== THE INPUT ==
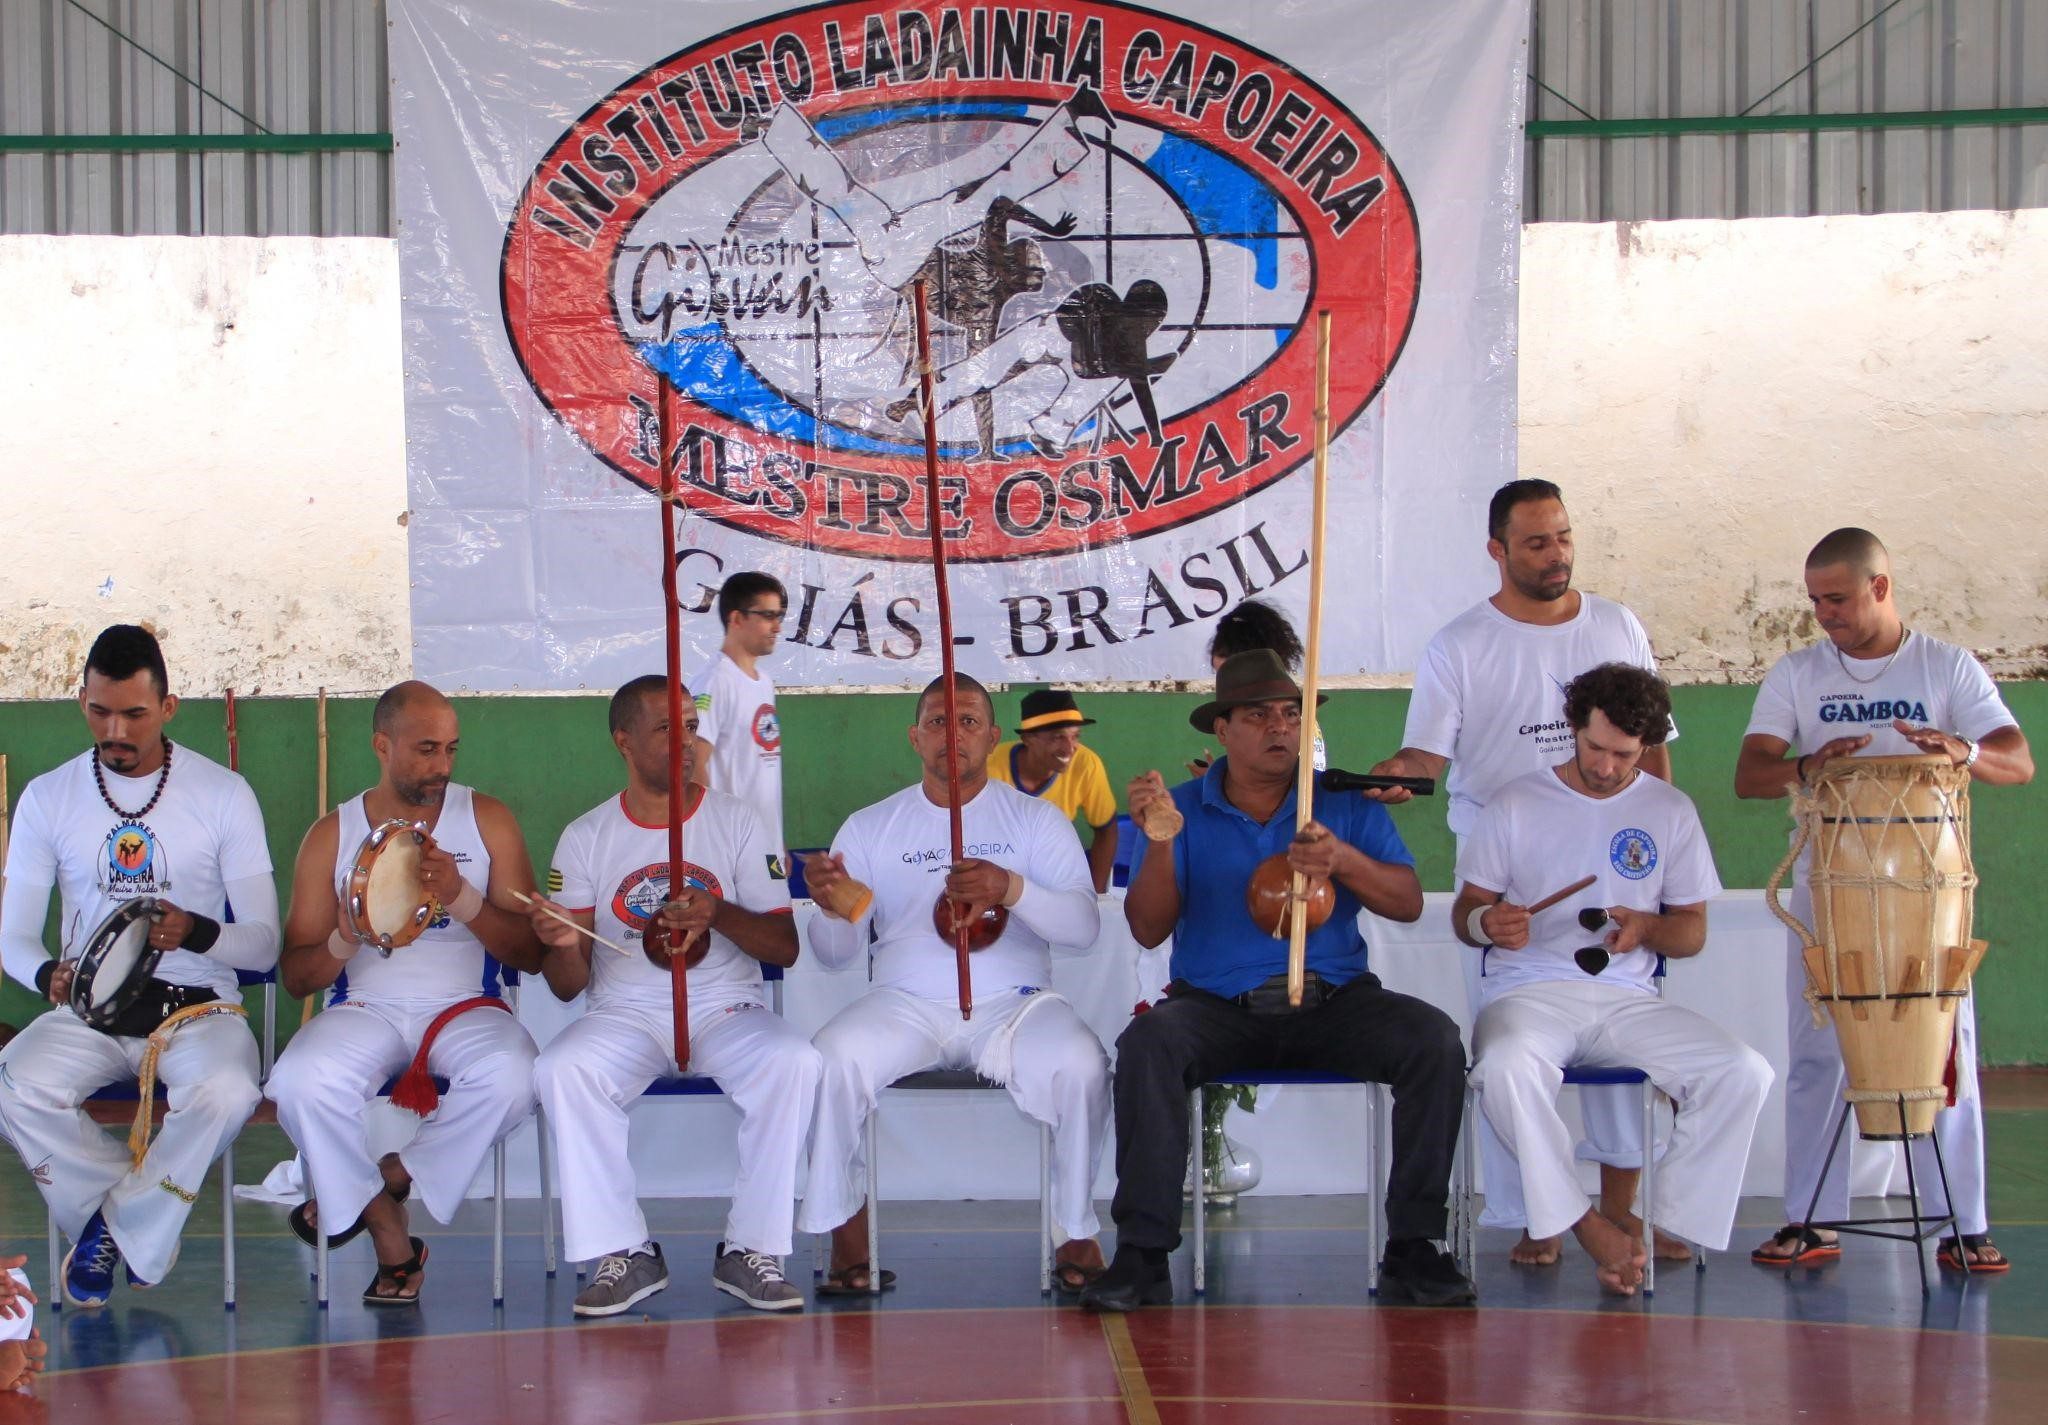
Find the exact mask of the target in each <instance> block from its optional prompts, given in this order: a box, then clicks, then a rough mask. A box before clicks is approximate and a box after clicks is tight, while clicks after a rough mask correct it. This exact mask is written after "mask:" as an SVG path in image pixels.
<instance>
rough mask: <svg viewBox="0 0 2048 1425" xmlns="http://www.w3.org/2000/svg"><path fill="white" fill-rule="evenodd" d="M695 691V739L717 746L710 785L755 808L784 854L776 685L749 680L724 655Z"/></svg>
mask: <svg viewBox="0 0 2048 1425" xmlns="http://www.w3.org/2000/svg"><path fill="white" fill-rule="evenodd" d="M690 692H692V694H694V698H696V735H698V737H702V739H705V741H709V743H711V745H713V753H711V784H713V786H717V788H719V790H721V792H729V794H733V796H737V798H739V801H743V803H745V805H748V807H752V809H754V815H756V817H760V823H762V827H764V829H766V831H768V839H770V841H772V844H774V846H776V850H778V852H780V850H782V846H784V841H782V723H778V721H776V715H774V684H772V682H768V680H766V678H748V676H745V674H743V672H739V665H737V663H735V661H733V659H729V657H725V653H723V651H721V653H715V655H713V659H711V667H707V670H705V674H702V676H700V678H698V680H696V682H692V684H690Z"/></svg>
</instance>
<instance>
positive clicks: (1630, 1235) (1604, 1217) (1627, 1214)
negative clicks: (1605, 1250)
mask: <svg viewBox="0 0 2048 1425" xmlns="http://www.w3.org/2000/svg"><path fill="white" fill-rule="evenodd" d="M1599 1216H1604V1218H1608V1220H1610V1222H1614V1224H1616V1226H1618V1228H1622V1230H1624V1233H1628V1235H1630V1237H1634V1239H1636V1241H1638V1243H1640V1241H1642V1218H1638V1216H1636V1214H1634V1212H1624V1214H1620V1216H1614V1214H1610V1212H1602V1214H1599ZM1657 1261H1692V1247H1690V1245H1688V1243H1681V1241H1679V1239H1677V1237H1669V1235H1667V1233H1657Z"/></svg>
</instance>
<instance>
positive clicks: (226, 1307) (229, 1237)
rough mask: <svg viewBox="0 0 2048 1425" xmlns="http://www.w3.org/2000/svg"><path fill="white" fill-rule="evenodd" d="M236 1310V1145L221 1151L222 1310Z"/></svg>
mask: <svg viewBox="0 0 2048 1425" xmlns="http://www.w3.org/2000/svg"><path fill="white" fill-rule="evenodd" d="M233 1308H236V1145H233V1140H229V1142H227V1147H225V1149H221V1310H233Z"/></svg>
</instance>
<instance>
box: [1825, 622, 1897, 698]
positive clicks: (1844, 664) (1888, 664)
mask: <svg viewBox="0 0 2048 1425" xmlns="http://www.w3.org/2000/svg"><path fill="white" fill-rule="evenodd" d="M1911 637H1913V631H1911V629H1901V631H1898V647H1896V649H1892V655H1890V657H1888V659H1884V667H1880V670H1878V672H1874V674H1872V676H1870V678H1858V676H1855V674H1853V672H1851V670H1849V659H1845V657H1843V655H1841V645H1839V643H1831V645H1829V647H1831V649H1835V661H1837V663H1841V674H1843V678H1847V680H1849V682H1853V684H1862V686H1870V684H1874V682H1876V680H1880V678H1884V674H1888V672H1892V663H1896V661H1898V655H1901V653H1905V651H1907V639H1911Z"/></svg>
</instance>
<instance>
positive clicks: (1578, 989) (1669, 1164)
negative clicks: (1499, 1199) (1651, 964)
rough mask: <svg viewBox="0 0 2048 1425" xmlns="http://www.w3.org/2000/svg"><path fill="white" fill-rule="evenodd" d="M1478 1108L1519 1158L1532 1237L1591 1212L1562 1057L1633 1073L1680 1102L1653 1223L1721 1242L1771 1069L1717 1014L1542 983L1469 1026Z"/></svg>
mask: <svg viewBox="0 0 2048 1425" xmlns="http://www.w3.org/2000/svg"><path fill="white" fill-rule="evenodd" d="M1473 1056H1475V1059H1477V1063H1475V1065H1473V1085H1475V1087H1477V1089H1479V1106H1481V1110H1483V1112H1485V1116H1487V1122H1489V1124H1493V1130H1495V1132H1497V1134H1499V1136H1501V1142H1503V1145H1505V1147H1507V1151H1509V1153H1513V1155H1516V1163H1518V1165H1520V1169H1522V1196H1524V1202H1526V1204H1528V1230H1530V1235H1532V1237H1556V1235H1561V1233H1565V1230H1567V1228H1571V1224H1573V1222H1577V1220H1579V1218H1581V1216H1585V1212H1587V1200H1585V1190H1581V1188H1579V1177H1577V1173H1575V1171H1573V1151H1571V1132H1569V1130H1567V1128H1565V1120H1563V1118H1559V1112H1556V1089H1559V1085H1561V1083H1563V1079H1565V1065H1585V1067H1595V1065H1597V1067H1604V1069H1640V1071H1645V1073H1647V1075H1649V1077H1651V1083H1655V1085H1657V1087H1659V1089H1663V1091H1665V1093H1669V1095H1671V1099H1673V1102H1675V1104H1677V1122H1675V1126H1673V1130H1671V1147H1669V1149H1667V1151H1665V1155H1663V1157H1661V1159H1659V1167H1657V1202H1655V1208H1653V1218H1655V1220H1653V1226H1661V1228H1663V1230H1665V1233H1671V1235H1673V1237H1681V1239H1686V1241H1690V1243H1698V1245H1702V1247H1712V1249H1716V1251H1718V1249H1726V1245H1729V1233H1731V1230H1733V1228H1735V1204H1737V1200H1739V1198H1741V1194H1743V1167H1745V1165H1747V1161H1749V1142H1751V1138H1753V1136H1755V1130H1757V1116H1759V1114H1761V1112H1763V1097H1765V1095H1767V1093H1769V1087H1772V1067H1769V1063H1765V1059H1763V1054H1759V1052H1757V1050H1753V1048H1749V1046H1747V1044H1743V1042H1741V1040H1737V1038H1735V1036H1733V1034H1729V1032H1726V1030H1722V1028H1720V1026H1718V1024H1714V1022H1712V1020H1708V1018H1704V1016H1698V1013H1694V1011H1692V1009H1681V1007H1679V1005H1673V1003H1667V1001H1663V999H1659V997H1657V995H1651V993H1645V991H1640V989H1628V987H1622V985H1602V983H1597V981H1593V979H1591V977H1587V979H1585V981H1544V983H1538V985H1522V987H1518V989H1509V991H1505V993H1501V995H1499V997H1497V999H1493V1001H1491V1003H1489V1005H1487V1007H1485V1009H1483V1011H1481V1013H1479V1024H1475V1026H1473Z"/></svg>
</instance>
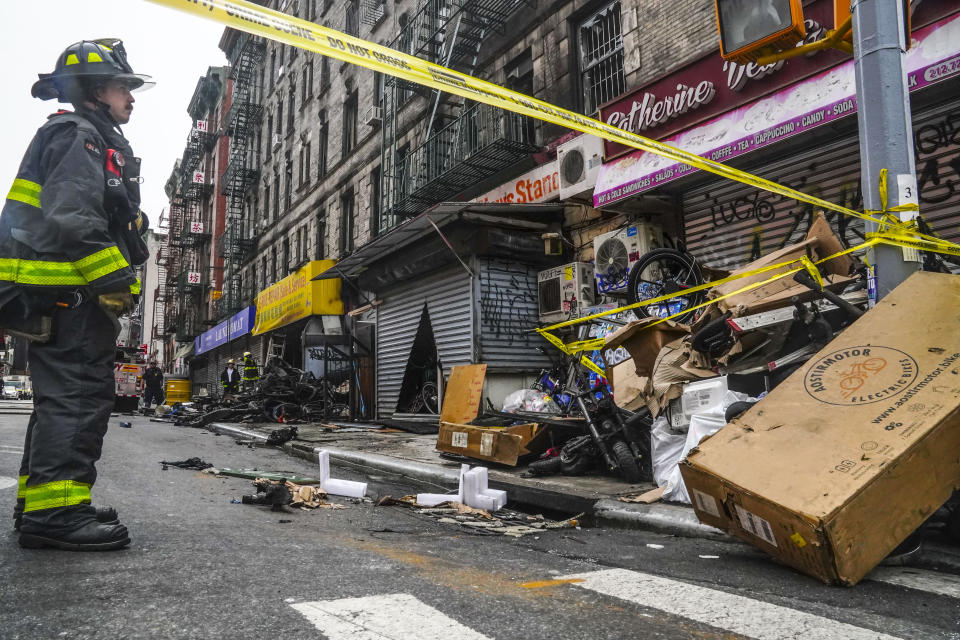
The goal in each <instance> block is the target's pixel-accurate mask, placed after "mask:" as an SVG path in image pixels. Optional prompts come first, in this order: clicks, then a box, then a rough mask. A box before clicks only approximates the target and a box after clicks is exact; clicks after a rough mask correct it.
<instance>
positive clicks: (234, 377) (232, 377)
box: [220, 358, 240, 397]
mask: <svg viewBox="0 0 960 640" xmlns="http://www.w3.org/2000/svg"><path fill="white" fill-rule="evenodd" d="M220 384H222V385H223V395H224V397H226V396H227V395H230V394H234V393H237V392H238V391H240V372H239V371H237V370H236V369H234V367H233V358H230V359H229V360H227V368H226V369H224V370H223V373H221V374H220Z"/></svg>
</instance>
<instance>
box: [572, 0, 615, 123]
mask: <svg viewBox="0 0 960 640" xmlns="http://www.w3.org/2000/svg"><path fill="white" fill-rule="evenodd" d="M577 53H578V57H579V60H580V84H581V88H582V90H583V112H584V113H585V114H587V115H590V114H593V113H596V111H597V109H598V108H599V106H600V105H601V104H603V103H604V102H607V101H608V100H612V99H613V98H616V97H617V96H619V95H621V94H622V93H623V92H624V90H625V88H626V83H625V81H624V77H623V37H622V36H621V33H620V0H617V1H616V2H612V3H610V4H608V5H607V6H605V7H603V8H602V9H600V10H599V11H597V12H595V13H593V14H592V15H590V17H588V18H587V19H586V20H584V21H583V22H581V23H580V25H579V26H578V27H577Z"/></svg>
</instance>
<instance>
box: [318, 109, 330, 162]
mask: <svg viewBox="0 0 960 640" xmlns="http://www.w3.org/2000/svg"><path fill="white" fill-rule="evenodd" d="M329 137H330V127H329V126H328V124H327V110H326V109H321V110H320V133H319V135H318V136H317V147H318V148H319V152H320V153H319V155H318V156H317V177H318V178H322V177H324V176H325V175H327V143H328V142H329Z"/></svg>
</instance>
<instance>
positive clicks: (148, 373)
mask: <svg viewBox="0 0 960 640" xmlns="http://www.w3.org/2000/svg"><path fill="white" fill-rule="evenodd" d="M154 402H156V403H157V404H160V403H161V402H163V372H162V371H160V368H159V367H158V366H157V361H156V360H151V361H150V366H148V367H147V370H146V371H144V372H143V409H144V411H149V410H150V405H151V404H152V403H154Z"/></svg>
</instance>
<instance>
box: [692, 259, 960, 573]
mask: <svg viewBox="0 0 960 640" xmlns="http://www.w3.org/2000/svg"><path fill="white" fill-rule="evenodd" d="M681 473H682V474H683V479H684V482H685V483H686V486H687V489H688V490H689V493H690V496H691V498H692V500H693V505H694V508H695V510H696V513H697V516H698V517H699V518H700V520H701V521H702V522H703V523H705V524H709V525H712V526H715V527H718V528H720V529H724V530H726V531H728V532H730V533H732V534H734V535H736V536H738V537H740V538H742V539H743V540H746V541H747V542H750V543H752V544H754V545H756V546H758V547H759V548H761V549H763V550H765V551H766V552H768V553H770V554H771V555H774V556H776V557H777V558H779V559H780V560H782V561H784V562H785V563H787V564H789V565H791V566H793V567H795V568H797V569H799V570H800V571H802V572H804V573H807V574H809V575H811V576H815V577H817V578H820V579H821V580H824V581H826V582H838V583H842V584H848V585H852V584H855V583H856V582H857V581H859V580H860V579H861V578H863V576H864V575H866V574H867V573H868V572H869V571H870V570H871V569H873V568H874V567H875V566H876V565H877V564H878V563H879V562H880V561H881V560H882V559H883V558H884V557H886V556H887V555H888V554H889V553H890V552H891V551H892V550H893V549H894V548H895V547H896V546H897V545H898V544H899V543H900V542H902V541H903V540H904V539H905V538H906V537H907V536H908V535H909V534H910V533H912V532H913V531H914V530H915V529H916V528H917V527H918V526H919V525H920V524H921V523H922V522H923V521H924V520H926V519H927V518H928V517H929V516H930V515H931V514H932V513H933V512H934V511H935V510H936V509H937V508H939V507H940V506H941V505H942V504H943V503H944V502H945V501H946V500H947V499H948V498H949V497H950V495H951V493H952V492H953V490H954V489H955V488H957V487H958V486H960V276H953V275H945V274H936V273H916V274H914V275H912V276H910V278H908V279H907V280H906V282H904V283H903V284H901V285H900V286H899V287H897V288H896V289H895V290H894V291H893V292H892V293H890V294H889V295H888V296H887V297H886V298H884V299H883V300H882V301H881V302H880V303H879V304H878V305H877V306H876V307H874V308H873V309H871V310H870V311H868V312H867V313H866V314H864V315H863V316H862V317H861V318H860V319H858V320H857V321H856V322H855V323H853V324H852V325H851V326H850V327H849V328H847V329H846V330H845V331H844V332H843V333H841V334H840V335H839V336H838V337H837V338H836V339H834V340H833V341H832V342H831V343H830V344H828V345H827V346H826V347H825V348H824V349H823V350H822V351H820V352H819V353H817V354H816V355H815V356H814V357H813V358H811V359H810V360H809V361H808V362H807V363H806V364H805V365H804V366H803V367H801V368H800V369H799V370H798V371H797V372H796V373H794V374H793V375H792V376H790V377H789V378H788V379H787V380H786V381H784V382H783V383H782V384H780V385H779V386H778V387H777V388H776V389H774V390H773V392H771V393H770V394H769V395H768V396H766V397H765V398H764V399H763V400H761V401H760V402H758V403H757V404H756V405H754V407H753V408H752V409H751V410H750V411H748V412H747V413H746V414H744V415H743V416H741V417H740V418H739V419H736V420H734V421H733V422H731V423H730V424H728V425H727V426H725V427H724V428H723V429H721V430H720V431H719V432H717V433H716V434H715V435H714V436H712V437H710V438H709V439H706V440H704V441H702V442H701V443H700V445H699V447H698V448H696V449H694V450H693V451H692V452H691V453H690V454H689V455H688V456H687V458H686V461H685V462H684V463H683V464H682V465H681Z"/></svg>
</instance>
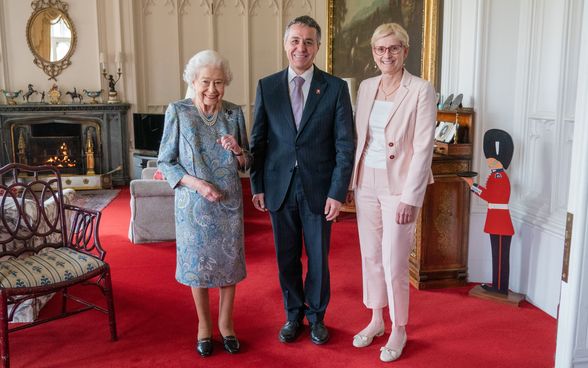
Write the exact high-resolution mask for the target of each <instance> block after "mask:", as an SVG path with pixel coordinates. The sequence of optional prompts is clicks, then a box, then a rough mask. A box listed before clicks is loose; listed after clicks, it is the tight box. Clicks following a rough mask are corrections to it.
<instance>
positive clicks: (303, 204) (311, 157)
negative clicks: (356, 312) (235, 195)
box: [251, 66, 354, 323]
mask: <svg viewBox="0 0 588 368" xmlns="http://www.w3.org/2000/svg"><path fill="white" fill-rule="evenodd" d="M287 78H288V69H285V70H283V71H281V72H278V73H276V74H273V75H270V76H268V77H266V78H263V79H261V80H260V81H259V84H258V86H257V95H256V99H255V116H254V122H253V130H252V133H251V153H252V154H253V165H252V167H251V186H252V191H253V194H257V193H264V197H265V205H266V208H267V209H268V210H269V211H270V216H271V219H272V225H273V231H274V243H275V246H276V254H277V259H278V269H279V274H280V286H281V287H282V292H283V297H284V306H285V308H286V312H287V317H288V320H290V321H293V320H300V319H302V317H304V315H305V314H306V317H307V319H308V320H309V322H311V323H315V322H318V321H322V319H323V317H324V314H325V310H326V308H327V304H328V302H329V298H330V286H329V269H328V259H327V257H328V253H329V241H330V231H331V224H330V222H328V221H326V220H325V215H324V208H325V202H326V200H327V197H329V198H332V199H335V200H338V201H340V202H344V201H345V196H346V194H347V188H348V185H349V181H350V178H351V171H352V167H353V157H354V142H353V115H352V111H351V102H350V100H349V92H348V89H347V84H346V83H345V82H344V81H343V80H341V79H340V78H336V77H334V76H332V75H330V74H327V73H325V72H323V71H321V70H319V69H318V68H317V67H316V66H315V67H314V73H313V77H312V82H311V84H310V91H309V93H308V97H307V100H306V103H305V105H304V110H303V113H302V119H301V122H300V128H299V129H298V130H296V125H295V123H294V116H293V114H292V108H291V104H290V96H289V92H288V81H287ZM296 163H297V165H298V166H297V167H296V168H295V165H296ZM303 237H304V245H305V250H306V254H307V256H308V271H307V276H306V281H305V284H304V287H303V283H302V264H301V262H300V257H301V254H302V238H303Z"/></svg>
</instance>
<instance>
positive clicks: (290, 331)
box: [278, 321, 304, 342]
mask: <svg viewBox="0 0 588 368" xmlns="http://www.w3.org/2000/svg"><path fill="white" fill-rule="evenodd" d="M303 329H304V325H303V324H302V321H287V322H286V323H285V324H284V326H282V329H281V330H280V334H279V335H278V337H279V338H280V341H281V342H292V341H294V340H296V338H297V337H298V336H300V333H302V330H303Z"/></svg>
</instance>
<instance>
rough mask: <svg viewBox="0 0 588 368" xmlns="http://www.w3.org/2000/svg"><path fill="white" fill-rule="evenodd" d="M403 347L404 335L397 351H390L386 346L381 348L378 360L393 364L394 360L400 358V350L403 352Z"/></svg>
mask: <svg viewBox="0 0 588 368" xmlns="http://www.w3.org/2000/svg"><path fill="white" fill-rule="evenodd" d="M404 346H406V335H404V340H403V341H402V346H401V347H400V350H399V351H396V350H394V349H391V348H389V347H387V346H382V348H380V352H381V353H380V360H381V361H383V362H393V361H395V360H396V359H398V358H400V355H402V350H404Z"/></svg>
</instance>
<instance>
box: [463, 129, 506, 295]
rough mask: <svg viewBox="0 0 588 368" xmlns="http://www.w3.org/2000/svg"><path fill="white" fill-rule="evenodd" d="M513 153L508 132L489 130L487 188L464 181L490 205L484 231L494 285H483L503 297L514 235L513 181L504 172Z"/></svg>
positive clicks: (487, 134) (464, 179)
===
▸ **ACTIVITY**
Select every line of the entries above that contains the word "tight", and copy each one in full.

▸ **TASK RESPONSE**
Find the exact mask of the target in each <instance> block from its optional prompts, given in this order: a box, then clicks, then a rough mask. A box before clicks is approximate and a box after clicks is tight, while clicks after a rough mask correct it. This exact mask is written after "mask:" as an SVG path in image pixels.
Write the exact high-resolution mask for the target of each <instance> block after "mask:", as an SVG path with pixel coordinates. The sequence of optional prompts is clicks, then a box, then a rough mask. A box listed before clicks is loose; listed after clicks, it is the tight box. Clicks following a rough mask are corrections to it.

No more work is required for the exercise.